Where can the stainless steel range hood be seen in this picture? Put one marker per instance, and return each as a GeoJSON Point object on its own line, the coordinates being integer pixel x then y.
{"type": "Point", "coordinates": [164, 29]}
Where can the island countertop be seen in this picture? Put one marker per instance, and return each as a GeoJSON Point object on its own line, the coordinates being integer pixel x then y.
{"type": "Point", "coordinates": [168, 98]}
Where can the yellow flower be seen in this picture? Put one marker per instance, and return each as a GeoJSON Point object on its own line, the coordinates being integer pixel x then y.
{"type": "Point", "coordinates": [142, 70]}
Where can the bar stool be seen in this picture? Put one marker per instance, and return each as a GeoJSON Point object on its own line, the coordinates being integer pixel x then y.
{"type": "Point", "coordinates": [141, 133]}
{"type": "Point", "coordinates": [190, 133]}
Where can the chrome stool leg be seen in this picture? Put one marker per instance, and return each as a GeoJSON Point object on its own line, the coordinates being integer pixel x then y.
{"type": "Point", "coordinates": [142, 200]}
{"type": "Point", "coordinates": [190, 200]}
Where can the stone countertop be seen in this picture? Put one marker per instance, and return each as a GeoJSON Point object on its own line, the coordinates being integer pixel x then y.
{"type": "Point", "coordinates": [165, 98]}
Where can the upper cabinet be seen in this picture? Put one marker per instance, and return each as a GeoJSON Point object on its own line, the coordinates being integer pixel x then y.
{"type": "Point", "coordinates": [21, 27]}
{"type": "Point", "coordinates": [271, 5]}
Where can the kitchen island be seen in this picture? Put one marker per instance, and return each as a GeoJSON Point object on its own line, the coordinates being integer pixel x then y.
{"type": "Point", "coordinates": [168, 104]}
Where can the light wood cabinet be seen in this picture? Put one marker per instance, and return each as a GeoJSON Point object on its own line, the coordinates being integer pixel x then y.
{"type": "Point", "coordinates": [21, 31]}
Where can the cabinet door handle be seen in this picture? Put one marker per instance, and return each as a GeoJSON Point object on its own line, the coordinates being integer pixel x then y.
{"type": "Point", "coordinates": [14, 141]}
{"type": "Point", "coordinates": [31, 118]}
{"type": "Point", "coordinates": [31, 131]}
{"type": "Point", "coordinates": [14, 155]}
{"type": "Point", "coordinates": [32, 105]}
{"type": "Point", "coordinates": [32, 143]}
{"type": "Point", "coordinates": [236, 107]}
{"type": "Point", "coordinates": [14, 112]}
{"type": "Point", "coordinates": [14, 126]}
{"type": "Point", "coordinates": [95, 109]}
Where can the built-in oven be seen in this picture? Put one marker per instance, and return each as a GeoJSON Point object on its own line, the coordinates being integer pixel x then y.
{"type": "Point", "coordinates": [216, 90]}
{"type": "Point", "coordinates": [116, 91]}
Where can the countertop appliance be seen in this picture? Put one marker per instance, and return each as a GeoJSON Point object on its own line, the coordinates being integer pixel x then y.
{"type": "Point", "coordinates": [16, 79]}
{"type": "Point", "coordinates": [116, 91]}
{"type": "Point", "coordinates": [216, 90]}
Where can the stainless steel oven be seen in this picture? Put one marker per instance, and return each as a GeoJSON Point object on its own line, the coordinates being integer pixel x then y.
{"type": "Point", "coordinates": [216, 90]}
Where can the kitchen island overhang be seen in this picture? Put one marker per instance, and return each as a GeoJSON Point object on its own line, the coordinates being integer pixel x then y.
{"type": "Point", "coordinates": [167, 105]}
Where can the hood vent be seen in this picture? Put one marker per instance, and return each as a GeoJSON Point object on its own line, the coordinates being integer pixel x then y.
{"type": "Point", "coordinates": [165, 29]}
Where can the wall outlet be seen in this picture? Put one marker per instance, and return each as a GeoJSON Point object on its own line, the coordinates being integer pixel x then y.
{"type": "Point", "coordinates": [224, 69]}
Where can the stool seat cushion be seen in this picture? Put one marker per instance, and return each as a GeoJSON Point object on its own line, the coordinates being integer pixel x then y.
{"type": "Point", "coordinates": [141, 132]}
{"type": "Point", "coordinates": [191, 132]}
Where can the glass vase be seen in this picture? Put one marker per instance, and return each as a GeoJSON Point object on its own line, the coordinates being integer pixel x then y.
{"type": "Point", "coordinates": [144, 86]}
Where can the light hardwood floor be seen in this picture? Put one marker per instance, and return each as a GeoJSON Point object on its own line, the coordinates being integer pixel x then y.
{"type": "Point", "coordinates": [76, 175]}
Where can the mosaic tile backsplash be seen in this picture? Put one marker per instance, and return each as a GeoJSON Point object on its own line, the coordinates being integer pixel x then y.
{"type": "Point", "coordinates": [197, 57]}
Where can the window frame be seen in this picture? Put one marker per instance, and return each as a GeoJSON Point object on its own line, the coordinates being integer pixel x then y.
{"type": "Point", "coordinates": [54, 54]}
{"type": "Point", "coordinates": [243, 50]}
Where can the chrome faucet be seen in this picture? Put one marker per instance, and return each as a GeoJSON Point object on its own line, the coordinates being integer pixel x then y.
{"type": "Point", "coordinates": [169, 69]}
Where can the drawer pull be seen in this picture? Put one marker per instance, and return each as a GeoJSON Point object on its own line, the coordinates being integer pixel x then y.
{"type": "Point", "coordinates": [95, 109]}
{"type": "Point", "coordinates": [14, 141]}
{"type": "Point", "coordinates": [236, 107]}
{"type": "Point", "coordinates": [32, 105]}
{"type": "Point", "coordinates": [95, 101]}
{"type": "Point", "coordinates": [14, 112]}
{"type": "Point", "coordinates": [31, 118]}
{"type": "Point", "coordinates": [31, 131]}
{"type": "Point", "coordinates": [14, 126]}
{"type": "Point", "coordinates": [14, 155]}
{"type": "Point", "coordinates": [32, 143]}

....................

• _Problem details_
Your answer must contain every line of the records, exactly.

• _Exercise output_
Where can the stainless steel range hood be seen in this picture? Put one marker per instance, and return each as a GeoJSON Point object on its own line, the coordinates being integer pixel x then y.
{"type": "Point", "coordinates": [164, 29]}
Where can the island countertop be seen in this picture? Put one marker per instance, and return each as a GeoJSON Point object on its own line, the coordinates being integer pixel x then y.
{"type": "Point", "coordinates": [168, 98]}
Where can the yellow flower be seen in this picture? Put one marker per instance, and return each as a GeoJSON Point object on its own line, the coordinates being integer pixel x then y.
{"type": "Point", "coordinates": [142, 70]}
Where can the bar stool be seen in this picture? Put one marker per instance, and return each as a GeoJSON Point object on its own line, the coordinates being integer pixel x then y.
{"type": "Point", "coordinates": [141, 133]}
{"type": "Point", "coordinates": [190, 133]}
Where can the chrome stool leg be seen in this picture? Put one marker per instance, and return each as a GeoJSON Point object on its own line, the coordinates being integer pixel x then y.
{"type": "Point", "coordinates": [142, 200]}
{"type": "Point", "coordinates": [190, 200]}
Where can the stone countertop be seen in this picture? Put one marker per instance, and return each as a GeoJSON Point object on its own line, the coordinates being integer pixel x then y.
{"type": "Point", "coordinates": [165, 98]}
Where can the upper cabinet be seen in this picture? Put one marker per instance, and return each as a GeoJSON Point object on its own line, the coordinates being integer pixel x then y.
{"type": "Point", "coordinates": [21, 27]}
{"type": "Point", "coordinates": [271, 5]}
Where can the kitchen island be seen in this picture? Put one marker per instance, and return each as a GeoJSON Point object on its own line, the coordinates being integer pixel x then y.
{"type": "Point", "coordinates": [168, 104]}
Where can the light wood cabinet be seen in this picture? Put one marker per instance, and return each as a GeoJSON Point object on its own line, the coordinates being integer pixel x then y.
{"type": "Point", "coordinates": [21, 31]}
Where can the cabinet door handle be seen in this picture? Put one marker per instance, and return each as a GeoJSON Point object on its own line, the coordinates being integer pixel x then y.
{"type": "Point", "coordinates": [14, 141]}
{"type": "Point", "coordinates": [31, 118]}
{"type": "Point", "coordinates": [31, 131]}
{"type": "Point", "coordinates": [14, 155]}
{"type": "Point", "coordinates": [32, 105]}
{"type": "Point", "coordinates": [32, 143]}
{"type": "Point", "coordinates": [236, 107]}
{"type": "Point", "coordinates": [14, 112]}
{"type": "Point", "coordinates": [14, 126]}
{"type": "Point", "coordinates": [95, 109]}
Where can the built-in oven be seen in this picture? Put one marker per instance, and return each as a GeoJSON Point object on its own line, the coordinates being integer pixel x then y.
{"type": "Point", "coordinates": [216, 90]}
{"type": "Point", "coordinates": [116, 91]}
Where can the countertop appliance be seen in this picture? Put one marker per instance, and return each as a GeoJSON Point object on its own line, the coordinates being integer pixel x then y.
{"type": "Point", "coordinates": [16, 79]}
{"type": "Point", "coordinates": [116, 91]}
{"type": "Point", "coordinates": [216, 90]}
Where can the stainless steel oven be seen in this picture? Put one marker per instance, and return each as a GeoJSON Point object on its own line, the coordinates being integer pixel x then y.
{"type": "Point", "coordinates": [216, 90]}
Where can the kitchen island overhang be seen in this picture? Put one marker per instance, and return each as a GeoJSON Point object on its own line, the coordinates being integer pixel x then y.
{"type": "Point", "coordinates": [167, 105]}
Where can the hood vent be seen in this picture? Put one marker per instance, and return each as a GeoJSON Point object on its own line, the coordinates being integer pixel x then y.
{"type": "Point", "coordinates": [165, 29]}
Where can the wall outlet be seen in this picture? Put one marker per instance, and return each as a GeoJSON Point object on its own line, the coordinates being integer pixel x then y.
{"type": "Point", "coordinates": [224, 69]}
Where can the stool seat cushion be seen in this picture? Put one marker per instance, and return each as a GeoJSON Point object on its own line, the coordinates being integer pixel x then y.
{"type": "Point", "coordinates": [141, 132]}
{"type": "Point", "coordinates": [191, 132]}
Where can the glass vase be seen in this picture? Put one marker per instance, and return each as a GeoJSON Point object on its own line, the coordinates being integer pixel x then y.
{"type": "Point", "coordinates": [144, 86]}
Where can the light hardwood floor be seen in this picture? Put one marker per instance, and return each as a GeoJSON Point object on its own line, the coordinates being integer pixel x then y.
{"type": "Point", "coordinates": [76, 175]}
Where can the mosaic tile backsplash be seen in this picture? Put one marker per instance, and return each as a GeoJSON Point object on its own line, the coordinates being integer pixel x then y.
{"type": "Point", "coordinates": [197, 57]}
Where can the window frame be seen in this picture? Put one marker per instance, and return each as a GeoJSON Point object on its own line, the coordinates being integer pixel x then y.
{"type": "Point", "coordinates": [54, 54]}
{"type": "Point", "coordinates": [243, 50]}
Where can the chrome faucet be seen in this picture? Put one marker per instance, and return each as a GeoJSON Point object on its own line, the coordinates being integer pixel x then y.
{"type": "Point", "coordinates": [169, 69]}
Where can the drawer pull be seen in this picture? Put one marker per instance, and return each as a GeoJSON Point object on its own line, the coordinates being integer pixel x then y.
{"type": "Point", "coordinates": [95, 109]}
{"type": "Point", "coordinates": [14, 141]}
{"type": "Point", "coordinates": [236, 107]}
{"type": "Point", "coordinates": [32, 105]}
{"type": "Point", "coordinates": [95, 101]}
{"type": "Point", "coordinates": [14, 112]}
{"type": "Point", "coordinates": [31, 118]}
{"type": "Point", "coordinates": [31, 131]}
{"type": "Point", "coordinates": [14, 126]}
{"type": "Point", "coordinates": [14, 155]}
{"type": "Point", "coordinates": [32, 143]}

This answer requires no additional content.